Saved entries:
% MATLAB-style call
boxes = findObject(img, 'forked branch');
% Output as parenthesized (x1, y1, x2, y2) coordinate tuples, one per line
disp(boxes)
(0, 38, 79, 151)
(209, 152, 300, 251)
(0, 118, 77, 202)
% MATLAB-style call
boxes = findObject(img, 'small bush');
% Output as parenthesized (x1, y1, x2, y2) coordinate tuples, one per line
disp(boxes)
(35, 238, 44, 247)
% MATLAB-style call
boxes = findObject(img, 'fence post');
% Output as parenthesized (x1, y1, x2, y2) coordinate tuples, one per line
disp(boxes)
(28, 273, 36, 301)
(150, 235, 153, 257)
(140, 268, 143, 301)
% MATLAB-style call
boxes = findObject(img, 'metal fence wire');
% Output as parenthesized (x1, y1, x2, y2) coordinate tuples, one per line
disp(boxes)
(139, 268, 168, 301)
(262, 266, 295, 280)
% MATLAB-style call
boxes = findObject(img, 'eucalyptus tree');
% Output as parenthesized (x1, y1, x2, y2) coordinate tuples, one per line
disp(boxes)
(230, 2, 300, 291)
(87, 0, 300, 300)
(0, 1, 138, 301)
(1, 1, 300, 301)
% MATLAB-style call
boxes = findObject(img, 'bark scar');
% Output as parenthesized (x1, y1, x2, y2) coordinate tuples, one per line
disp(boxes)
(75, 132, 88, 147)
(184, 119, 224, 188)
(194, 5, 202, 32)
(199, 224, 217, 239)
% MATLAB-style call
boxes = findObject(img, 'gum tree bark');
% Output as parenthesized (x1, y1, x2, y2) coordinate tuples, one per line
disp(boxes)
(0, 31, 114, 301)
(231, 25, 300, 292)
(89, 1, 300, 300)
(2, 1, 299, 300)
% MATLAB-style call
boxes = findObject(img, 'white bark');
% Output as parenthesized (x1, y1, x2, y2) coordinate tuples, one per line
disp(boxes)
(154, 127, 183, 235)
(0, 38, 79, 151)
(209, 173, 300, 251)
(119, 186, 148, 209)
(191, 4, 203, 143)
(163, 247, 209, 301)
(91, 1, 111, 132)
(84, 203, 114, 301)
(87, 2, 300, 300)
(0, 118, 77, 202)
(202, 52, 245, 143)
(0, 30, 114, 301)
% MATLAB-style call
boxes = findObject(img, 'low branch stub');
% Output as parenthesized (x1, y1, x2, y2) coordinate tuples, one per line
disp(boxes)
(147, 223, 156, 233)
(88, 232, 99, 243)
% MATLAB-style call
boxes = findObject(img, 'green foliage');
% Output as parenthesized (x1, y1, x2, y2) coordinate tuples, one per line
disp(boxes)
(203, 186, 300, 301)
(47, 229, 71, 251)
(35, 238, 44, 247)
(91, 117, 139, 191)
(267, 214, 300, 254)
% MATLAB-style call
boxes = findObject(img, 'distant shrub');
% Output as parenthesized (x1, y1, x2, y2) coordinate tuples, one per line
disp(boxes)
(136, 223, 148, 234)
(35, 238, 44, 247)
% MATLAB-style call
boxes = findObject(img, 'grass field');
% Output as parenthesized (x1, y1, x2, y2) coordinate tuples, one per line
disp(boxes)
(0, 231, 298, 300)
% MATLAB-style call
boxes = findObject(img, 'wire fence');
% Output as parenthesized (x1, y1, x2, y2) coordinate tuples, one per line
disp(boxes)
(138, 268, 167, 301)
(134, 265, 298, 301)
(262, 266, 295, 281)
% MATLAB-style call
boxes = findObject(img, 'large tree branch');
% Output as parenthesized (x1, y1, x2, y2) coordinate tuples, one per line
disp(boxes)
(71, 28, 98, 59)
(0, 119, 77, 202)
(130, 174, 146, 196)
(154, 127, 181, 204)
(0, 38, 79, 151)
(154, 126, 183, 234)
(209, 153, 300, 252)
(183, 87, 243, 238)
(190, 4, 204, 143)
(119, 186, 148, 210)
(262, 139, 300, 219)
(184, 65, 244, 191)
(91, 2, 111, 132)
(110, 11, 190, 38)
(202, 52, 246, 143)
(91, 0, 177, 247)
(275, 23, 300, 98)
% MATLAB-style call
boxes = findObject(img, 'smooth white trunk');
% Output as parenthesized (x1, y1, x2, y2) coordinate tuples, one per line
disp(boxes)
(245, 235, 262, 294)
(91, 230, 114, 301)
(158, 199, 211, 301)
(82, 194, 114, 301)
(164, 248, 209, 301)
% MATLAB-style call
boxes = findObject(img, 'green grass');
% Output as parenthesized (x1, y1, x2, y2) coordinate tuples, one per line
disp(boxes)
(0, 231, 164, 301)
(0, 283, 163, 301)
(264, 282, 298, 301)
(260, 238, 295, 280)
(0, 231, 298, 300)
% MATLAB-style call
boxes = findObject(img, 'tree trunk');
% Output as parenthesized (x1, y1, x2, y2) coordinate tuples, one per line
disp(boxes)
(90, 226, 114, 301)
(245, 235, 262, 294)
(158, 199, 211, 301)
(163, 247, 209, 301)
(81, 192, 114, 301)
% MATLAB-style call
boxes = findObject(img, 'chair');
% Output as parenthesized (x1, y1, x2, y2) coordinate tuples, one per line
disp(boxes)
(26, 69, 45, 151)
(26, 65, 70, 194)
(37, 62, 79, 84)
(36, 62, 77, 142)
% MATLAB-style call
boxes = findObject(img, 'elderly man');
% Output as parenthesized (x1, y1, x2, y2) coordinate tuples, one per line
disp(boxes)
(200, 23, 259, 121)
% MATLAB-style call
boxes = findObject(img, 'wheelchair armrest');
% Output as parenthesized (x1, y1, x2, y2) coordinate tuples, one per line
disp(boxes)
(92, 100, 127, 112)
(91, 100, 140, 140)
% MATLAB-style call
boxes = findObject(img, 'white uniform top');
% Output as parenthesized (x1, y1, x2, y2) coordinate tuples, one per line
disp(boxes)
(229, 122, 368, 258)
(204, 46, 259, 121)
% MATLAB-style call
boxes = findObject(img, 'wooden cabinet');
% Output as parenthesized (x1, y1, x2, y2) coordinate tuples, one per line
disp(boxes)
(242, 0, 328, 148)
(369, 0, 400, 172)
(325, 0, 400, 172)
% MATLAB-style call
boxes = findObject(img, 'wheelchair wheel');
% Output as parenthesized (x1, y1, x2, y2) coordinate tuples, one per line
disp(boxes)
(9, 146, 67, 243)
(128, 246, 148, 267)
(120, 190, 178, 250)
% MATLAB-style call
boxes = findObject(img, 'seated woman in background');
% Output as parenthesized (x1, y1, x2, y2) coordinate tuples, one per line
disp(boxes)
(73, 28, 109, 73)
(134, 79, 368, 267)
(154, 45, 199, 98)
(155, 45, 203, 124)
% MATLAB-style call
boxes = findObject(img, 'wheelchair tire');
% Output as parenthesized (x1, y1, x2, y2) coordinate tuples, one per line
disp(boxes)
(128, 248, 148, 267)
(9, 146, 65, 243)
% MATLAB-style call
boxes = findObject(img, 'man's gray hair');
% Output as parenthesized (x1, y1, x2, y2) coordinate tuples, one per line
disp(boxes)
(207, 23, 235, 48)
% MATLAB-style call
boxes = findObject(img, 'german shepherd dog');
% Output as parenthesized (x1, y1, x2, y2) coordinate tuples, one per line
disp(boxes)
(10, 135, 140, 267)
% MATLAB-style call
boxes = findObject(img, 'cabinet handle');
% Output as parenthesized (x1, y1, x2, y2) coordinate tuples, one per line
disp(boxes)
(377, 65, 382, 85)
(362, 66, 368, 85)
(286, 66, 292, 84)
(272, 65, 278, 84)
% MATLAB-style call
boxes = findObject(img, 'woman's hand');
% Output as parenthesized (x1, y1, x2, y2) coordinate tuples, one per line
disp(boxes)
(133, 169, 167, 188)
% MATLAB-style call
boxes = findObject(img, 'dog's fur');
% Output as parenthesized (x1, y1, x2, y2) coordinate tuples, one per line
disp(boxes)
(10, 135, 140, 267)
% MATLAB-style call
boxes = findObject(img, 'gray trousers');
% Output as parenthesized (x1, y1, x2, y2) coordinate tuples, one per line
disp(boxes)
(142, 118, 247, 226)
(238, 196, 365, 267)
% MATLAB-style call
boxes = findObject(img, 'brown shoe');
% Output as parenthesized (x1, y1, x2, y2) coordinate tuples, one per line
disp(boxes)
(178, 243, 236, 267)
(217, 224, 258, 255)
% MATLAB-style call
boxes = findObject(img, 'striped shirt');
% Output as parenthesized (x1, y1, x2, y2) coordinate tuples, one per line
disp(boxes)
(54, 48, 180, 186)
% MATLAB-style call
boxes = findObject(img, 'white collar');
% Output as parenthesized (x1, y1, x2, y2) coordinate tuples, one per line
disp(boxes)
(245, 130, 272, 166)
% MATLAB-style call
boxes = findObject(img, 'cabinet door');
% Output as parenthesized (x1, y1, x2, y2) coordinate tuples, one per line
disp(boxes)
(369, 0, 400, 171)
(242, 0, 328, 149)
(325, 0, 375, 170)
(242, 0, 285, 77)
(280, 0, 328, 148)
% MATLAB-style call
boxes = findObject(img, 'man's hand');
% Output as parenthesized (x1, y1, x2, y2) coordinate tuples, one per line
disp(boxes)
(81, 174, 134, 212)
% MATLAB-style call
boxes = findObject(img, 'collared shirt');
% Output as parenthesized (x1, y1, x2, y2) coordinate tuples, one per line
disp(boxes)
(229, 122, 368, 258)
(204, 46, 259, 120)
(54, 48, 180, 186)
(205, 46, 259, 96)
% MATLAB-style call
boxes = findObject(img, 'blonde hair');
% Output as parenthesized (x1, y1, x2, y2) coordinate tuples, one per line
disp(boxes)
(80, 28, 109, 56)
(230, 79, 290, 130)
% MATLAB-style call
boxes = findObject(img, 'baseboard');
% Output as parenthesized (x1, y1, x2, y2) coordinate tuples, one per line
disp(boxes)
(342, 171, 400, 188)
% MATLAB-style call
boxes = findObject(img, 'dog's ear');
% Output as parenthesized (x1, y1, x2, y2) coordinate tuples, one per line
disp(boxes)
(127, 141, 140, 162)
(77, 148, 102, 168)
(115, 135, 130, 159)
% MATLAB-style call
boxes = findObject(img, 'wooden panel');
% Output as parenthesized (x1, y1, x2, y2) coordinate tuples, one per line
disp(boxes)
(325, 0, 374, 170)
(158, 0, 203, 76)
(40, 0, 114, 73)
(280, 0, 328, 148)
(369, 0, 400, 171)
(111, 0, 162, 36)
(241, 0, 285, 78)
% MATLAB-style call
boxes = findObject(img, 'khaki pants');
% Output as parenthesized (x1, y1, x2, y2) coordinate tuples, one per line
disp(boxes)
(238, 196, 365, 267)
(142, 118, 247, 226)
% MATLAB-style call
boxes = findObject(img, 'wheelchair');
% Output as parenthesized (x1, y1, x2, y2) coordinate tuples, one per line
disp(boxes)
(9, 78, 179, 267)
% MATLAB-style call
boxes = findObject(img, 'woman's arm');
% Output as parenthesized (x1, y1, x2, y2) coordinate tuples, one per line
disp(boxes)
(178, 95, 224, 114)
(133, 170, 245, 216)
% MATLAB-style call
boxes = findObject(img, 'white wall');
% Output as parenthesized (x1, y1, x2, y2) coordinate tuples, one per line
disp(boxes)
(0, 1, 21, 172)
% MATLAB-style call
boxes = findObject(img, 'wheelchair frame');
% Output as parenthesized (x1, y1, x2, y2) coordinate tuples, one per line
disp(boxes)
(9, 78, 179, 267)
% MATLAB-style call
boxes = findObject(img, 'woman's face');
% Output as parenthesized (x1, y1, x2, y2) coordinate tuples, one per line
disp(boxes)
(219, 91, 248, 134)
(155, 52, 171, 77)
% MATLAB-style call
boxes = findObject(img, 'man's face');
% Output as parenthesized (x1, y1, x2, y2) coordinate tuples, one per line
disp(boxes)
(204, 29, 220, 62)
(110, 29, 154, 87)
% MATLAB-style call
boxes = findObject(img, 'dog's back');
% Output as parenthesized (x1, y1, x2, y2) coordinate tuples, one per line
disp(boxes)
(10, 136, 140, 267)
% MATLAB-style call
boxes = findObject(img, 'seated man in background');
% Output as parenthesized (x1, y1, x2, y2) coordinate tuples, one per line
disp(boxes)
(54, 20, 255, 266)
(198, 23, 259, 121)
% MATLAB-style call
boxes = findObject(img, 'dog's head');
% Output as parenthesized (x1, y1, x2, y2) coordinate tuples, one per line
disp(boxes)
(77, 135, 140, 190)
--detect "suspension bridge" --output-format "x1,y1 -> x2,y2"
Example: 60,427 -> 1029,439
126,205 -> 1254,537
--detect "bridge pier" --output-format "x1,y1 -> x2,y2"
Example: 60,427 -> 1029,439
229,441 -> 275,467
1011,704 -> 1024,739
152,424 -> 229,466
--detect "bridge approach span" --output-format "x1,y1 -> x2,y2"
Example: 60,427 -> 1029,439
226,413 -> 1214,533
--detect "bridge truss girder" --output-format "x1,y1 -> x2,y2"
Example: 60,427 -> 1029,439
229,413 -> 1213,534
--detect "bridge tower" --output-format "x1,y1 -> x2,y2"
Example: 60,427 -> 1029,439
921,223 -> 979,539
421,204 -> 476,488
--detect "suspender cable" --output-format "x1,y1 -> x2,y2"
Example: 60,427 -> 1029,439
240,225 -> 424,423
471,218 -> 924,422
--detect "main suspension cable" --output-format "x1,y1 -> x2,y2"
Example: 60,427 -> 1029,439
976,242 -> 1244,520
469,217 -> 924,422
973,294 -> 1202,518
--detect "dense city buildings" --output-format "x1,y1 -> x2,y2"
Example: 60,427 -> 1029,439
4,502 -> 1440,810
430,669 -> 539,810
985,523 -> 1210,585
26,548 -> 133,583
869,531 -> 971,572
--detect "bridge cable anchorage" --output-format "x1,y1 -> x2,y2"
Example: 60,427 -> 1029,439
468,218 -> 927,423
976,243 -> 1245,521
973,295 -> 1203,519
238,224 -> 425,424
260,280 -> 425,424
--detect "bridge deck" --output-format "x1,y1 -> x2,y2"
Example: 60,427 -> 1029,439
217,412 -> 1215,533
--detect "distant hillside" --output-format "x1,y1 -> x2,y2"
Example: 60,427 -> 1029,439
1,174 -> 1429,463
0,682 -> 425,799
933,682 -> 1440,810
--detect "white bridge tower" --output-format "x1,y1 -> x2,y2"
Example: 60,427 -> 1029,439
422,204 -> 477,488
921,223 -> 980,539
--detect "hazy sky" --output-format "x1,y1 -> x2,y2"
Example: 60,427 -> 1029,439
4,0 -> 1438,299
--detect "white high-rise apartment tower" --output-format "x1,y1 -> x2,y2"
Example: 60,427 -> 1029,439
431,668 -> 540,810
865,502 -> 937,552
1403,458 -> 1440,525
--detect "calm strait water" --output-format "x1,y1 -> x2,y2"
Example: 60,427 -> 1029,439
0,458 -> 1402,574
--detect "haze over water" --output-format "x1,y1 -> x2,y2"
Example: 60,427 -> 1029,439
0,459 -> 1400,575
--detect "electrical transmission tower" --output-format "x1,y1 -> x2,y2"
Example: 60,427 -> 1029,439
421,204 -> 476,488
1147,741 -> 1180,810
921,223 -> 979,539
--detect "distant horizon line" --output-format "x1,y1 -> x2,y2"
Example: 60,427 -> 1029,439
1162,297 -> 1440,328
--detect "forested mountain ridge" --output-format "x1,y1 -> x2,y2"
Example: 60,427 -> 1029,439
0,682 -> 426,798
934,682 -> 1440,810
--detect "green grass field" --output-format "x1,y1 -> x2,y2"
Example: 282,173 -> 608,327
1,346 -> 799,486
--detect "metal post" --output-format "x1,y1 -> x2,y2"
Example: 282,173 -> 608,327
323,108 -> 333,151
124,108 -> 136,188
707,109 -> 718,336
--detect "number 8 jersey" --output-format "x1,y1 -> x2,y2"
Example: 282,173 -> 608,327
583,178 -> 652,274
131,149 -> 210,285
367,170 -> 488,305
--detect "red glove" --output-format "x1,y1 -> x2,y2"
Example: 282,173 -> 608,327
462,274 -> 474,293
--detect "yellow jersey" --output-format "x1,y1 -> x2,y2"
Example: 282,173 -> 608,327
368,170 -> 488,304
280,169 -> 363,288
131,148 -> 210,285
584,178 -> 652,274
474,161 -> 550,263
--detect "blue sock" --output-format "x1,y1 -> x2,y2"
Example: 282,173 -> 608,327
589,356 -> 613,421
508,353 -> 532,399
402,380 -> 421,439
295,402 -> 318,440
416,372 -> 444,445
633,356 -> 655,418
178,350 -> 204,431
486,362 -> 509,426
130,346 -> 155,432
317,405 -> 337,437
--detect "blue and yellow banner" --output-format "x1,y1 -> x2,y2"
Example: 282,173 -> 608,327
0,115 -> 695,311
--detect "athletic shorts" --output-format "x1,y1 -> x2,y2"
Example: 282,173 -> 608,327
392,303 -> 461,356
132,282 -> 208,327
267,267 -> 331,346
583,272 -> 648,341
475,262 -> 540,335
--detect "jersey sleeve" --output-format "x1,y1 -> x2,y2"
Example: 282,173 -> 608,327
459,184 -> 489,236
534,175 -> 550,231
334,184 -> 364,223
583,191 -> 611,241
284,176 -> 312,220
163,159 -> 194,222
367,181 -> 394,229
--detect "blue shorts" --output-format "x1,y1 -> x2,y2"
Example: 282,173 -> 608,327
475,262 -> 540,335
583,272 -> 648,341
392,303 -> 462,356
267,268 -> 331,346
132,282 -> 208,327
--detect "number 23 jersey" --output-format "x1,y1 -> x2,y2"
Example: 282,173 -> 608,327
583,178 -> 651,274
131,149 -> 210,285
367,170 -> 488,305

| Work item |
Gather from the entries above all lines that include the string "metal".

| Exercise output |
boxes = findObject(img, 'metal fence wire');
--detect "metal post" --output-format "x1,y1 -> x2,y2"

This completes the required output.